**** Excerpted text
Getting Things Done in ArchivesSpace, or, Fun with APIs - Bitstreams: The Digital Collections Blog

My work involves a lot of problem-solving and problem solving often requires learning new skills. It’s one of the things I like most about my job. Over the past year, I’ve spent most of my time helping Duke’s Rubenstein Library implement ArchivesSpace, an open source web application for managing information about archival collections.

As an archivist and metadata librarian by training (translation: not a programmer), I’ve been working mostly on data mapping and migration tasks, but part of my deep-dive into ArchivesSpace has been learning about the ArchivesSpace API, or, really, learning about APIs in general–how they work, and how to take advantage of them. In particular, I’ve been trying to find ways we can use the ArchivesSpace API to work smarter and not harder as the saying goes.

Why use the ArchivesSpace API?

Quite simply, the ArchivesSpace API lets you do things you can’t do in the staff interface of the application, especially batch operations.

So what is the ArchivesSpace API? In very simple terms, it is a way to interact with the ArchivesSpace backend without using the application interface. To learn more, you should check out this excellent post from the University of Michigan’s Bentley Historical Library: The ArchivesSpace API.
********
**** Data records
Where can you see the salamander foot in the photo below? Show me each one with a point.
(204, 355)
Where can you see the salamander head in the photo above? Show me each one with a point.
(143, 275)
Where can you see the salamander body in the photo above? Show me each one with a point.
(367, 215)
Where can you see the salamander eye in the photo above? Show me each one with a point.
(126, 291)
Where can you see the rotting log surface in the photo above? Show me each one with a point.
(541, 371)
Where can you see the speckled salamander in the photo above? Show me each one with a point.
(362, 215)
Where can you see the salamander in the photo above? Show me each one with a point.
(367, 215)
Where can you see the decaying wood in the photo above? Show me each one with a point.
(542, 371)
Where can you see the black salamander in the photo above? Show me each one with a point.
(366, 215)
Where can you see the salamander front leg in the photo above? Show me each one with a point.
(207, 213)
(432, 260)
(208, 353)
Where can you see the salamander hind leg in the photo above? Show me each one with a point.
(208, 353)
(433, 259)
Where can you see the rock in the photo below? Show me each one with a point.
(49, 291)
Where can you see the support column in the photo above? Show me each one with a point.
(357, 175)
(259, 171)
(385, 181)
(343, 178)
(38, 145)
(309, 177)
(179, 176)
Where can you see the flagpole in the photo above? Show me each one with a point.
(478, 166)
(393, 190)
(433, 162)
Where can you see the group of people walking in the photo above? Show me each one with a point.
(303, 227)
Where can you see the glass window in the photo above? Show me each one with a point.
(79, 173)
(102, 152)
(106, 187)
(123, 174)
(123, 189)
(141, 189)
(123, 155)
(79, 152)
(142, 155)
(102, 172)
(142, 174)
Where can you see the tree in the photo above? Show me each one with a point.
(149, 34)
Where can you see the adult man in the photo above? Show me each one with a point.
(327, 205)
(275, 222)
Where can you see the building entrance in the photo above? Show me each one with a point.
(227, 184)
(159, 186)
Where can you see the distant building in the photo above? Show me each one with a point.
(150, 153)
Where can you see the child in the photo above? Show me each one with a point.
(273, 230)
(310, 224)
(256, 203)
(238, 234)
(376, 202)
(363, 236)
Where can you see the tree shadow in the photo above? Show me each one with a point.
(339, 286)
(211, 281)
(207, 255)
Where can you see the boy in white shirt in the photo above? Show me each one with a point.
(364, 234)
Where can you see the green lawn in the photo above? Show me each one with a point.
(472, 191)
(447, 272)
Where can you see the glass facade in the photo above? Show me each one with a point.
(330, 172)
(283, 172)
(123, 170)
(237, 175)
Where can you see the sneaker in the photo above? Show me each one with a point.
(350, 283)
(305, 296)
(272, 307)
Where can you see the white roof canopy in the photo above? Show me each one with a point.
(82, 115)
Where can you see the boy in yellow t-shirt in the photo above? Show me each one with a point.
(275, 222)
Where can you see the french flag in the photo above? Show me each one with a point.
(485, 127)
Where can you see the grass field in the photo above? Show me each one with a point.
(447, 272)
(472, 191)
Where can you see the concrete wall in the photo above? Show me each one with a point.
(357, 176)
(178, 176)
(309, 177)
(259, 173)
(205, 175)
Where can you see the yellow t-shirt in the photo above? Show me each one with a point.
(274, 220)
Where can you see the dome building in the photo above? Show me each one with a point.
********
#### [Objectives]
1. According to the blog post, what does the ArchivesSpace API let you do?
2. Repeat a stretch of the blog post word for word: begin at the words "Quite simply, the" and stop after "The ArchivesSpace API.".
The items have no connection to the blog post.

#### [Answers per task]
1. It lets you do things you can't do in the staff interface of the application, especially batch operations.

2.
Quite simply, the ArchivesSpace API lets you do things you can’t do in the staff interface of the application, especially batch operations.

So what is the ArchivesSpace API? In very simple terms, it is a way to interact with the ArchivesSpace backend without using the application interface. To learn more, you should check out this excellent post from the University of Michigan’s Bentley Historical Library: The ArchivesSpace API.